Extracted material

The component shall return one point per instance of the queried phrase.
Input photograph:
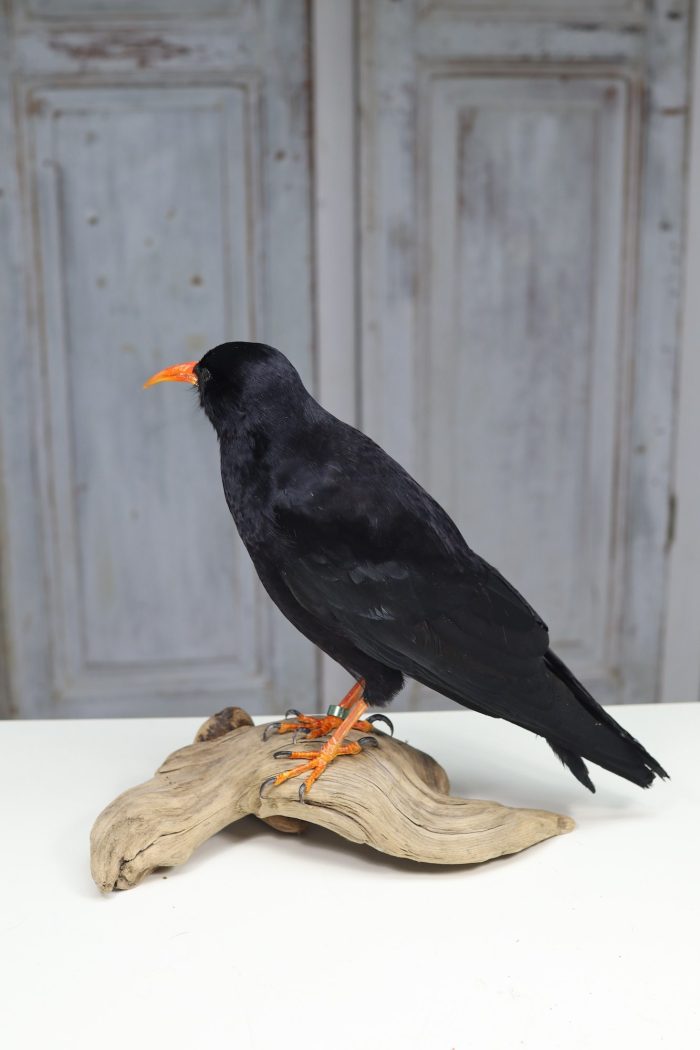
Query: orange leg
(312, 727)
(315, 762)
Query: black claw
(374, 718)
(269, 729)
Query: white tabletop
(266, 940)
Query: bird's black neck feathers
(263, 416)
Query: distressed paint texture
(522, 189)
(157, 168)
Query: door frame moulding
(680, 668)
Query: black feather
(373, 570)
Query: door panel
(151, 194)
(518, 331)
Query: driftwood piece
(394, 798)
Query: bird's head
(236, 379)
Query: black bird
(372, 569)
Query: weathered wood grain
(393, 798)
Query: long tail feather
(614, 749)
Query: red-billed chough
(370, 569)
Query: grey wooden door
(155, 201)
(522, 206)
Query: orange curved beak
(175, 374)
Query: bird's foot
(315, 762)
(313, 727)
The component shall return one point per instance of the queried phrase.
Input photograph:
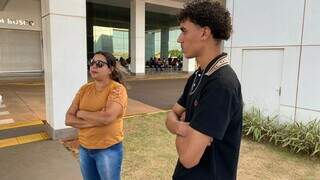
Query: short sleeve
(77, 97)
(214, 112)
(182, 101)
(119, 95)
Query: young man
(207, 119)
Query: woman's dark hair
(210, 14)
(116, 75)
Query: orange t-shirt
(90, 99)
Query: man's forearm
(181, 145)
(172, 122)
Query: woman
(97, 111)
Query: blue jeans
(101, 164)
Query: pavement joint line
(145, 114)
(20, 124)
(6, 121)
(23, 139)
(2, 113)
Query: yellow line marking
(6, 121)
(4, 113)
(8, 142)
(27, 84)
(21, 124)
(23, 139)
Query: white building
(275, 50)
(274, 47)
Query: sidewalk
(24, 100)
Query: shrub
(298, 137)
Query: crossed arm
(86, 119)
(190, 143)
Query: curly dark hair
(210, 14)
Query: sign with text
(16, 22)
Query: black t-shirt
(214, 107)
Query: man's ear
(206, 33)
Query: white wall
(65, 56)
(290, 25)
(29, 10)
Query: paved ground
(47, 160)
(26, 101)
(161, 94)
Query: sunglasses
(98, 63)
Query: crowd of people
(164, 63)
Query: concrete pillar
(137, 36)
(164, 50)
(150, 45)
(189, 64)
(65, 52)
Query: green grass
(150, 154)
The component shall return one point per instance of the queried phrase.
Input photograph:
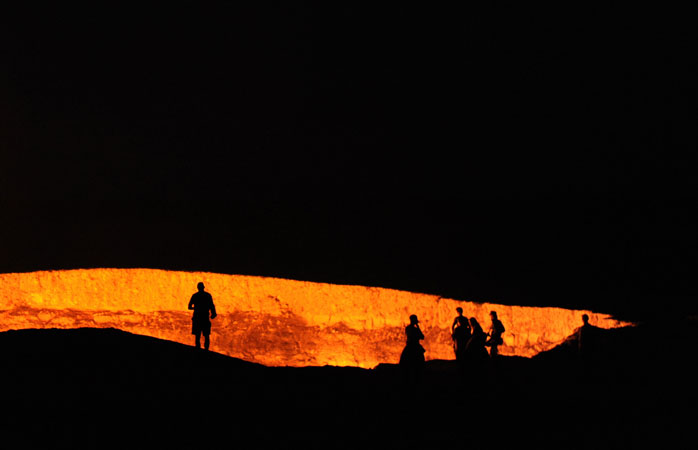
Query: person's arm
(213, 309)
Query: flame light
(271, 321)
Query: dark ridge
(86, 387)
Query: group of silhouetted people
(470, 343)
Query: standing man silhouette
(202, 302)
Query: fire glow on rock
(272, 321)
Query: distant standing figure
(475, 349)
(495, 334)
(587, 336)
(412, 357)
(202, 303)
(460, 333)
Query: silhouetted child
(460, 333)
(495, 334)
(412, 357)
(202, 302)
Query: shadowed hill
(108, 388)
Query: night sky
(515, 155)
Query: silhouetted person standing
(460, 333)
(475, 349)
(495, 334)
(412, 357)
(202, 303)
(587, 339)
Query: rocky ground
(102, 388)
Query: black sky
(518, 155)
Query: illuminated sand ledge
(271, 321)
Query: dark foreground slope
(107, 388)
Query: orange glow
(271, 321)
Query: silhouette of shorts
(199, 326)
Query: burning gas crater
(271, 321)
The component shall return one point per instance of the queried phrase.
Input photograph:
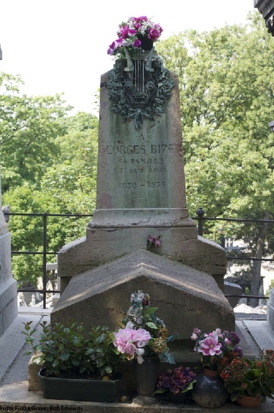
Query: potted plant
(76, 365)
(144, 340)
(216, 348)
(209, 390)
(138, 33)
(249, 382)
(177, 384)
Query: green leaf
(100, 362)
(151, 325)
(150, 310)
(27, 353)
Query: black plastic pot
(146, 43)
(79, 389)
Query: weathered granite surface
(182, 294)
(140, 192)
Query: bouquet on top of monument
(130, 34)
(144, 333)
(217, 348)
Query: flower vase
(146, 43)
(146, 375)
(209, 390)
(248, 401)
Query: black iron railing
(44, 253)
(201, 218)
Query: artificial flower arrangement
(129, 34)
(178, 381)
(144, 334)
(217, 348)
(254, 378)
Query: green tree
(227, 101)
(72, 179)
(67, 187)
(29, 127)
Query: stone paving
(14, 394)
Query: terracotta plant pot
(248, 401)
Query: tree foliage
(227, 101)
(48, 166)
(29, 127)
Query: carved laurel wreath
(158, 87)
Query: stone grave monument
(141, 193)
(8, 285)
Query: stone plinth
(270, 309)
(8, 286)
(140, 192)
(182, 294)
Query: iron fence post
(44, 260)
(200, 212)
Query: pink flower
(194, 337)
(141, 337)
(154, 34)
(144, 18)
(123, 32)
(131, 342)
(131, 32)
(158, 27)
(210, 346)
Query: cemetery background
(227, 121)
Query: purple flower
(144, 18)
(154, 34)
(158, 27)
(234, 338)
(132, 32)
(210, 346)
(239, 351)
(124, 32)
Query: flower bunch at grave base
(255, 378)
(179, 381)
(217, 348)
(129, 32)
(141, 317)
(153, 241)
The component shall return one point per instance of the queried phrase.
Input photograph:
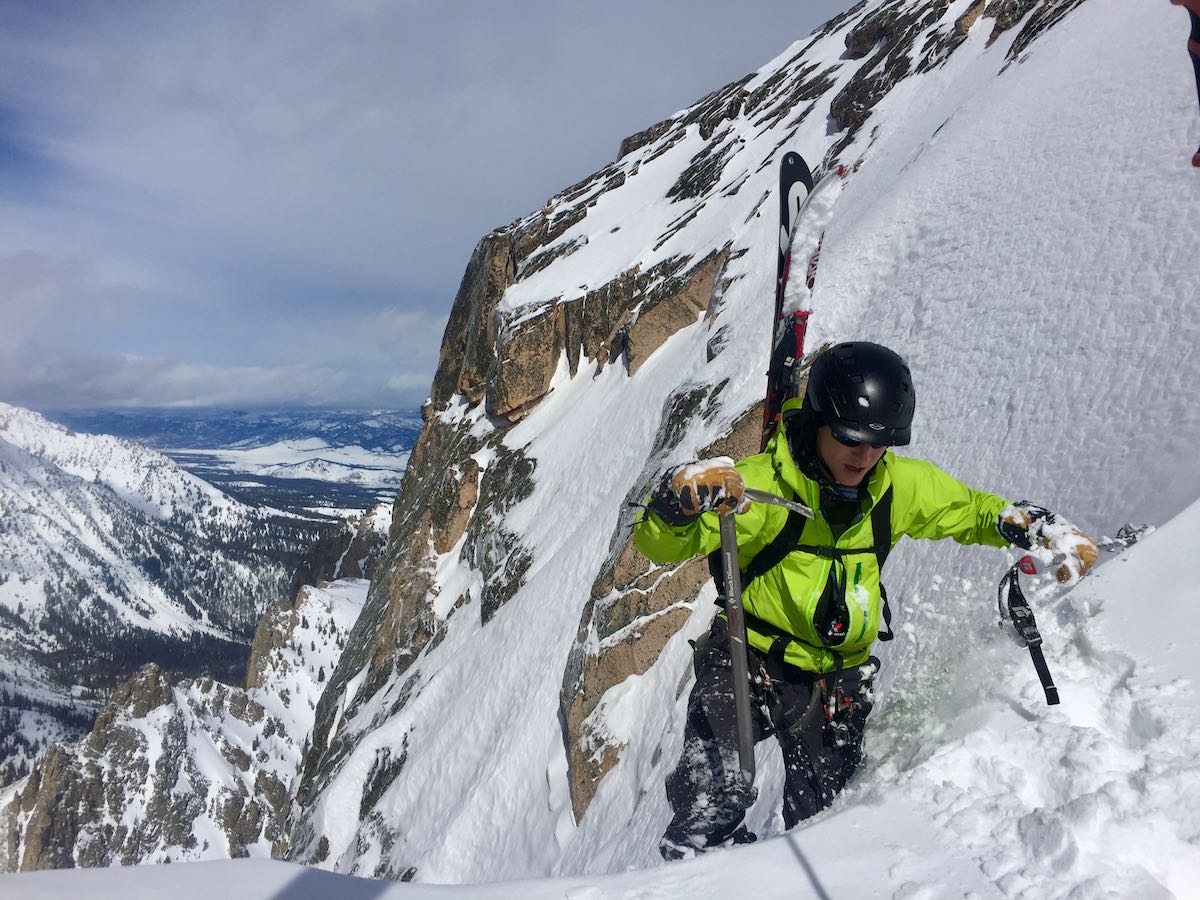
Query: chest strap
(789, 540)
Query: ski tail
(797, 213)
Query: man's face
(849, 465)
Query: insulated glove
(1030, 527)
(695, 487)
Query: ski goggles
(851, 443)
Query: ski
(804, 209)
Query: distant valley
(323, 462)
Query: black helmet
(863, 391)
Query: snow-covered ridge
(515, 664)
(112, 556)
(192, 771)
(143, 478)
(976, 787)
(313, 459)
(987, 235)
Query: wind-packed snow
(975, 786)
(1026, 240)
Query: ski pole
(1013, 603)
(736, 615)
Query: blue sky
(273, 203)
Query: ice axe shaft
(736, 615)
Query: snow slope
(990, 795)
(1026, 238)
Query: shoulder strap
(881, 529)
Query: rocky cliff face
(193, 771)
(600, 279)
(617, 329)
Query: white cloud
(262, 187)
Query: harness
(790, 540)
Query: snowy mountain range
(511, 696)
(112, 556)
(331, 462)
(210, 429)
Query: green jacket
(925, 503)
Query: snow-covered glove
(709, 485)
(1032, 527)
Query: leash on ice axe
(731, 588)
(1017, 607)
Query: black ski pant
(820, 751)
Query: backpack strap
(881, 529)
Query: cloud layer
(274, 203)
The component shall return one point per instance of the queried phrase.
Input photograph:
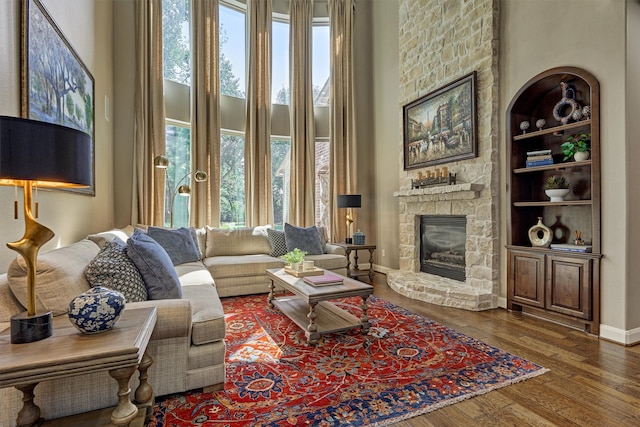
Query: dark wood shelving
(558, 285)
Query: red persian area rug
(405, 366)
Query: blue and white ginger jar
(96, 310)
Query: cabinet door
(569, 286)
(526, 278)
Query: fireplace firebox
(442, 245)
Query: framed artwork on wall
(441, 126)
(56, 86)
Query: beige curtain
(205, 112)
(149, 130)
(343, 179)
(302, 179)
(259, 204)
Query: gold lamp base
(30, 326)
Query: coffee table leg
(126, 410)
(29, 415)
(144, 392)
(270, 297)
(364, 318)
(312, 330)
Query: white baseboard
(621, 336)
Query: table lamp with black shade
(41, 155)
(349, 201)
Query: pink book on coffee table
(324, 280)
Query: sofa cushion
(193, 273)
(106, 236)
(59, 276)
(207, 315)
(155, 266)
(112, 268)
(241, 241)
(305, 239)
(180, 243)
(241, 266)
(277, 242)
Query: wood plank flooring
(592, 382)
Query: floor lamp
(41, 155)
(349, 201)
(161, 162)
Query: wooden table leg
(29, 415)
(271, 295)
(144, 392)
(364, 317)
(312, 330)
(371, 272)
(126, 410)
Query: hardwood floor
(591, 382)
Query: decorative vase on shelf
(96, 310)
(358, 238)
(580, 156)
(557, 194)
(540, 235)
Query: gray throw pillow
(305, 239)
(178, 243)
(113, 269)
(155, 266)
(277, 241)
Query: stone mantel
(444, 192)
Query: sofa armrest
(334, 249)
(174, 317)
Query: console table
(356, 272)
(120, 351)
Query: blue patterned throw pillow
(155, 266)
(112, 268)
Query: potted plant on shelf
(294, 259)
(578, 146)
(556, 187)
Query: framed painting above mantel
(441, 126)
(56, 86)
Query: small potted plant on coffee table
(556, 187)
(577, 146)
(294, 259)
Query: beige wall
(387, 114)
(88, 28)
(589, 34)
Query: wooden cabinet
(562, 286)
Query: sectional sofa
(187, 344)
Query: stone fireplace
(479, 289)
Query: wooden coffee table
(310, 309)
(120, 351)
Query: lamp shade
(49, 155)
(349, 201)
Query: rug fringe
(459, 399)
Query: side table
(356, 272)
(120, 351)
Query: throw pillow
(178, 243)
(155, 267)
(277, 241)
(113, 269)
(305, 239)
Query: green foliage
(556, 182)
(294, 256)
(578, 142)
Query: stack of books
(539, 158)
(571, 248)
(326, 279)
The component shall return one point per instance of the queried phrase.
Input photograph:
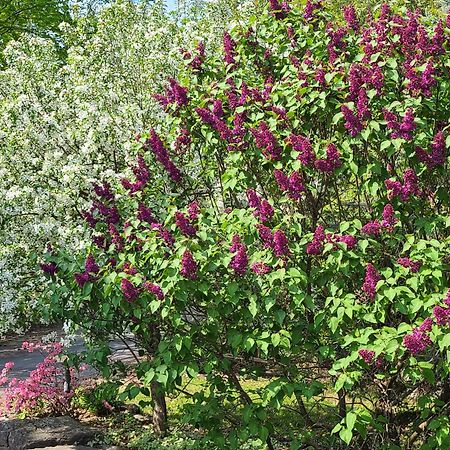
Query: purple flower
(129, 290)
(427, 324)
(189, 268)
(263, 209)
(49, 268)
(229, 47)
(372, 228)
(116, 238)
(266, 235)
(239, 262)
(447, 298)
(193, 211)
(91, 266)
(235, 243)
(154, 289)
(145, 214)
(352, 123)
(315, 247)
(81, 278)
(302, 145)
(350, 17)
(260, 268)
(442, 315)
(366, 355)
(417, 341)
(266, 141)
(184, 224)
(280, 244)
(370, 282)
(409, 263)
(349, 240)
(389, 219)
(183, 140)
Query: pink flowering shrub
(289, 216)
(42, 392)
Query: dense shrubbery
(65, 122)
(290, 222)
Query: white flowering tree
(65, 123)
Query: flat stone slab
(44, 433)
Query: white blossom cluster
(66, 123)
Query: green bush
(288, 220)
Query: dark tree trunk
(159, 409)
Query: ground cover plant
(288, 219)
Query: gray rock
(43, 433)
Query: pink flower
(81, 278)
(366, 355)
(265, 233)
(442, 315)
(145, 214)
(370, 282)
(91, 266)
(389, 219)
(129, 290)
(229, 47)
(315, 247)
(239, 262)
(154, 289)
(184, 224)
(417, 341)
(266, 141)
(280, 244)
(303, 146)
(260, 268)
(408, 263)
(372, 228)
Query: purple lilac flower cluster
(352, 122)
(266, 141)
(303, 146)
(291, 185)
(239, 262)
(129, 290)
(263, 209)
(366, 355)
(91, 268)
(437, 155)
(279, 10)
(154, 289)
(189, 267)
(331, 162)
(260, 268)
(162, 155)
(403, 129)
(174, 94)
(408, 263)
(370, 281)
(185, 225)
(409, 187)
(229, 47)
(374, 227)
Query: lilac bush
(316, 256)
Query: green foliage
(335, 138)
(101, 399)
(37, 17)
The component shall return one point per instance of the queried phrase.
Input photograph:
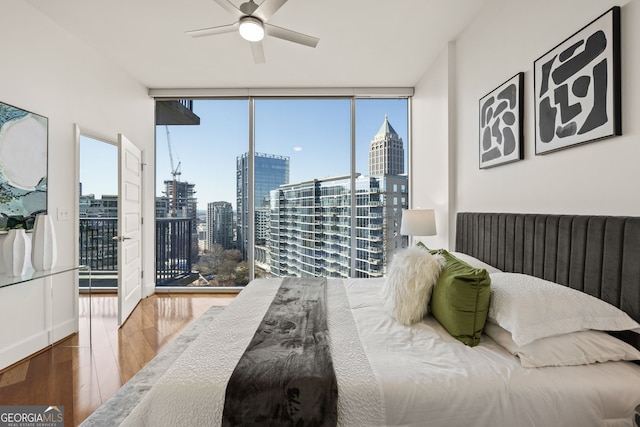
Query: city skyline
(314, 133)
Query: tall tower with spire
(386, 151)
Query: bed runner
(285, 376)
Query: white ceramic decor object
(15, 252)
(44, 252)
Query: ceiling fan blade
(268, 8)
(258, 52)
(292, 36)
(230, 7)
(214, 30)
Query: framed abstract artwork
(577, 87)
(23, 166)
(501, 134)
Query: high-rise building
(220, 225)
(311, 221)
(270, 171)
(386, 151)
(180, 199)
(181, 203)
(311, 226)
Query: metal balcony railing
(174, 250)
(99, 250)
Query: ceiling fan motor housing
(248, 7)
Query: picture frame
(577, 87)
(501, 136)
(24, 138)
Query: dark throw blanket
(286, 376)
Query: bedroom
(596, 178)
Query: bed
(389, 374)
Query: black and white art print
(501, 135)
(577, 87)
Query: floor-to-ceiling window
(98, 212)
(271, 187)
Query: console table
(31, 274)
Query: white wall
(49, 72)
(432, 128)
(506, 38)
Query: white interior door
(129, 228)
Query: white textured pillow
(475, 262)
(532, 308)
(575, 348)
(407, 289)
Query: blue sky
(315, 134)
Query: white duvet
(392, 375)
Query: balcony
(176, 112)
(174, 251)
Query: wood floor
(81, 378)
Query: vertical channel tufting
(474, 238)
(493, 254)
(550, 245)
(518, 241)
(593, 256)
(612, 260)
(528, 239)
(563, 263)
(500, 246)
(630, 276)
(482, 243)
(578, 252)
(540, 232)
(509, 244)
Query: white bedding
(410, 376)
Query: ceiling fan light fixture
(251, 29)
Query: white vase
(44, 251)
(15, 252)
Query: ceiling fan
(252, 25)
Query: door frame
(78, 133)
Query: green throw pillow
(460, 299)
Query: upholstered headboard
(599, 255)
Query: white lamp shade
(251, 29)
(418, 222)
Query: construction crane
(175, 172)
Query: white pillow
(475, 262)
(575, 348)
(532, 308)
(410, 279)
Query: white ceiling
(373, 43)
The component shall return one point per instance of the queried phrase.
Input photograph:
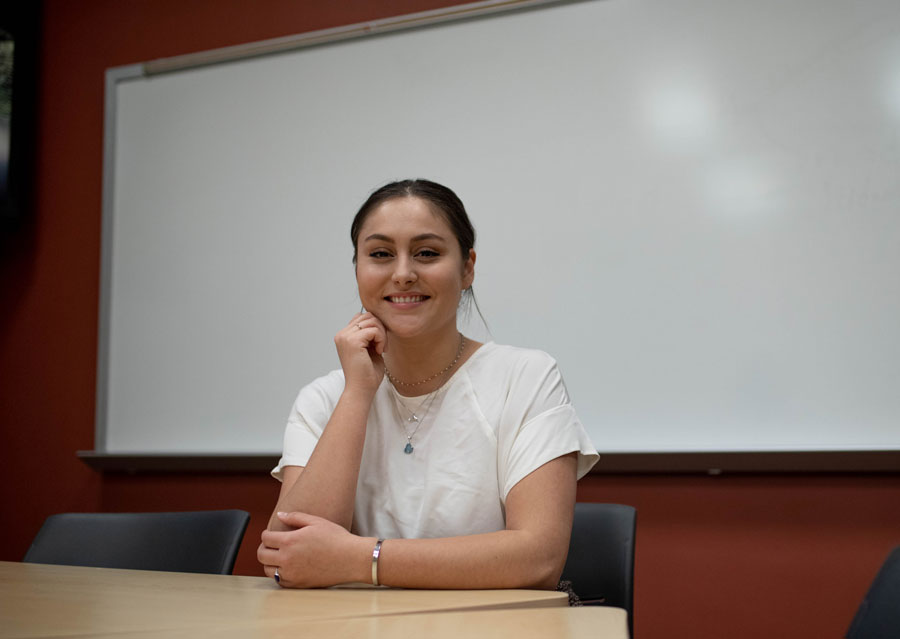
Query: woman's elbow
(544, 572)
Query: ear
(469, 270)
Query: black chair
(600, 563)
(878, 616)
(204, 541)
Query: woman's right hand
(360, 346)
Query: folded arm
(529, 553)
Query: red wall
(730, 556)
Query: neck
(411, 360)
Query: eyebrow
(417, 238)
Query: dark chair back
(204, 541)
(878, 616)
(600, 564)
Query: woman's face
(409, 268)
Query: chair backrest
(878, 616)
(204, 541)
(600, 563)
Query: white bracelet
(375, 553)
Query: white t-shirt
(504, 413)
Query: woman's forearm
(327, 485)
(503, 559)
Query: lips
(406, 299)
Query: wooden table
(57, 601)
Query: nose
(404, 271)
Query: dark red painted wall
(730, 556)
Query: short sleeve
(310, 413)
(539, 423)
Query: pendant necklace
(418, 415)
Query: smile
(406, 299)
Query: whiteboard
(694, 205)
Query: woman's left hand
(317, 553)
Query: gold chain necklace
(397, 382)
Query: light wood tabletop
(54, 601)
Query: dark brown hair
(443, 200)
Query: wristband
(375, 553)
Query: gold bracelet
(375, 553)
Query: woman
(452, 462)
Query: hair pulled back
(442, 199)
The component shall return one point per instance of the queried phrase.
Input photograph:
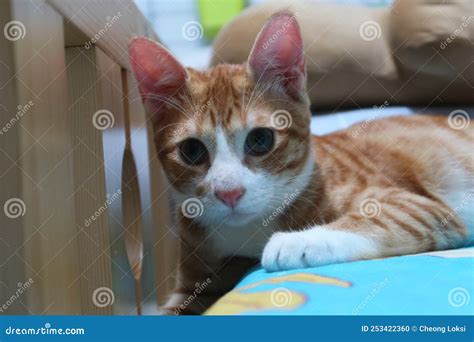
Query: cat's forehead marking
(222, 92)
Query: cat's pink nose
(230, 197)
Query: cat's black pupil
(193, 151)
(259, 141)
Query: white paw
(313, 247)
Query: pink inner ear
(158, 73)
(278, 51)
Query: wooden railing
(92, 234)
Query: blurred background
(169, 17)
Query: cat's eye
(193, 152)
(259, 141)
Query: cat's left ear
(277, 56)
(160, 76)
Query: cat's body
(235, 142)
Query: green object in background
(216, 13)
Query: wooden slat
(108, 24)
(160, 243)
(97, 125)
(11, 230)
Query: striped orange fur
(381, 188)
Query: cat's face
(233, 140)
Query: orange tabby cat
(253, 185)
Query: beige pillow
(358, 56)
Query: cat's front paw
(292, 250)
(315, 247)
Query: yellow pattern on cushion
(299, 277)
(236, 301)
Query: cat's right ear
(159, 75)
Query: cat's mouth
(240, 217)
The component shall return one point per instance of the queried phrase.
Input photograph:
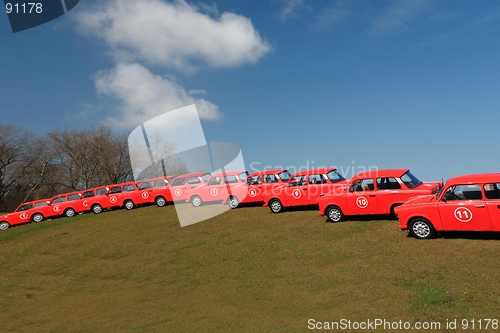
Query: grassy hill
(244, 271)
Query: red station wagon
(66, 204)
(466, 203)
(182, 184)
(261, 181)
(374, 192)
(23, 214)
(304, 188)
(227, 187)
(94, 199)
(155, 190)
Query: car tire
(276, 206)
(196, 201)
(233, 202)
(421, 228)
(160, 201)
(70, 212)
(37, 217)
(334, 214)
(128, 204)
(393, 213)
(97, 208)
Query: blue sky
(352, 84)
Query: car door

Task goal
Could you rewrite the listing from the line containing "Query: cat's right ear" through the end of the listing, swapping "tire" for "wheel" and changing nothing else? Leave the pictures out of your answer.

Answer to the exercise
Query: cat's right ear
(159, 75)
Query: cat's mouth
(240, 217)
The component shall return one point per instance of the queried phrase.
Input photograph:
Query: grassy hill
(244, 271)
Query: red station wagon
(66, 204)
(466, 203)
(182, 184)
(261, 181)
(374, 192)
(23, 214)
(304, 188)
(227, 187)
(94, 199)
(155, 190)
Query: car wheel
(276, 206)
(196, 201)
(233, 202)
(421, 228)
(160, 201)
(70, 212)
(37, 217)
(334, 214)
(128, 204)
(393, 213)
(97, 208)
Query: blue sky
(352, 84)
Query: car door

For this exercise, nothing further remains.